>> begin Extracted records
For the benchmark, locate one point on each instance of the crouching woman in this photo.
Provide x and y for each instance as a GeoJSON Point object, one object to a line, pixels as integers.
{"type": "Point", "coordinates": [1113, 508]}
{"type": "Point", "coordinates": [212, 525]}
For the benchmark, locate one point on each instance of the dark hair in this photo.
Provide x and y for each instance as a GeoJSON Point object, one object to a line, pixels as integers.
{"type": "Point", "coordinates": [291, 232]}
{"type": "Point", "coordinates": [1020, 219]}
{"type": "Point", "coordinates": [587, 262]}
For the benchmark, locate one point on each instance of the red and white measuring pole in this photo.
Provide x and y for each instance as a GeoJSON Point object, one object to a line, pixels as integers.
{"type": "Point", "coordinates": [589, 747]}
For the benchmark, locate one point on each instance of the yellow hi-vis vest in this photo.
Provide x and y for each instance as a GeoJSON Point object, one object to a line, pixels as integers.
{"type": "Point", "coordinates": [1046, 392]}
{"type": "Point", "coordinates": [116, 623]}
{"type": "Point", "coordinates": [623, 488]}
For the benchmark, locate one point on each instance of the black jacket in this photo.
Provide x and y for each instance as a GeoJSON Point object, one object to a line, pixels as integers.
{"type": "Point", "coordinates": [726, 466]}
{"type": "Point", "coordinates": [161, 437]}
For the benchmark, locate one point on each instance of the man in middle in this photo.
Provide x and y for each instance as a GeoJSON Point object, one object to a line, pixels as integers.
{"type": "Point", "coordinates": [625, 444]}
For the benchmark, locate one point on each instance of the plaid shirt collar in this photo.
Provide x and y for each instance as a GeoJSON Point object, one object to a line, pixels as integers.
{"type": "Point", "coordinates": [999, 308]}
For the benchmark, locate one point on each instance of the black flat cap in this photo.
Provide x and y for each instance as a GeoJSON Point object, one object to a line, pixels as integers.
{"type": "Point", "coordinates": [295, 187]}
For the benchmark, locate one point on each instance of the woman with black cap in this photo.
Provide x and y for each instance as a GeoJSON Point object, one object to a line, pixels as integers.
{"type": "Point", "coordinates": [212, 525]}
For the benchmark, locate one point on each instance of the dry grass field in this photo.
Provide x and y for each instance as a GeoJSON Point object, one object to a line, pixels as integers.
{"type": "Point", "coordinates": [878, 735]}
>> end Extracted records
#### [Exercise]
Quote each line above in full, word for word.

#### [Exercise output]
For the benchmark, locate one point on each instance of the crouching woman in this photo.
Provide x and y for each instance as a GeoJSON Point object, one object to a line, pixels as integers.
{"type": "Point", "coordinates": [1113, 508]}
{"type": "Point", "coordinates": [212, 525]}
For the benchmark, locate one point on each instance of the dark hair in this photo.
Provide x and y for each instance as a GeoJSON Point object, one object to a line, pixels as integers.
{"type": "Point", "coordinates": [291, 232]}
{"type": "Point", "coordinates": [1020, 219]}
{"type": "Point", "coordinates": [587, 262]}
For the benchmark, locate one point on each instance of the red and white measuring pole in this photo.
Provide x and y for each instance as a GeoJSON Point object, one object to a line, pixels as integers.
{"type": "Point", "coordinates": [589, 747]}
For the benchmark, locate one point on each instance of the yellow hi-vis vest in this photo.
Provide x and y for each instance as a GeoJSON Point object, one object to a line, pixels as integers.
{"type": "Point", "coordinates": [1046, 392]}
{"type": "Point", "coordinates": [116, 623]}
{"type": "Point", "coordinates": [623, 488]}
For the benchmark, locate one point on each instance of the black jacket in this photo.
Provide x and y for each instance as a GeoJSON Point object, one object to a line, pixels as integers.
{"type": "Point", "coordinates": [726, 466]}
{"type": "Point", "coordinates": [161, 437]}
For the benchmark, locate one point on each instance of the man in middle in this photo.
Provide x and y for each instance as a GeoJSON Point object, one object to a line, pixels as integers.
{"type": "Point", "coordinates": [625, 444]}
For the benchmark, locate one point on each instance of the plaid shirt collar in this photo.
Provide x and y for each instance as a GeoJSON Point object, one object to a line, pixels as integers.
{"type": "Point", "coordinates": [999, 308]}
For the benchmark, locate one point on each instance of the black flat cap in this photo.
Provide x and y for each instance as a GeoJSON Point object, one object to a line, pixels as integers.
{"type": "Point", "coordinates": [295, 187]}
For the benchmark, locate one point on each instance of the woman with black cap in this photo.
Provide x and y for each instance as a GeoJSON Point object, one object to a line, pixels as integers.
{"type": "Point", "coordinates": [212, 525]}
For the benchmark, locate one point on each instance of the dry grass field in this photo.
Provide x and y for each instance as a GeoJSON Point object, one object to a line, pixels as integers.
{"type": "Point", "coordinates": [878, 735]}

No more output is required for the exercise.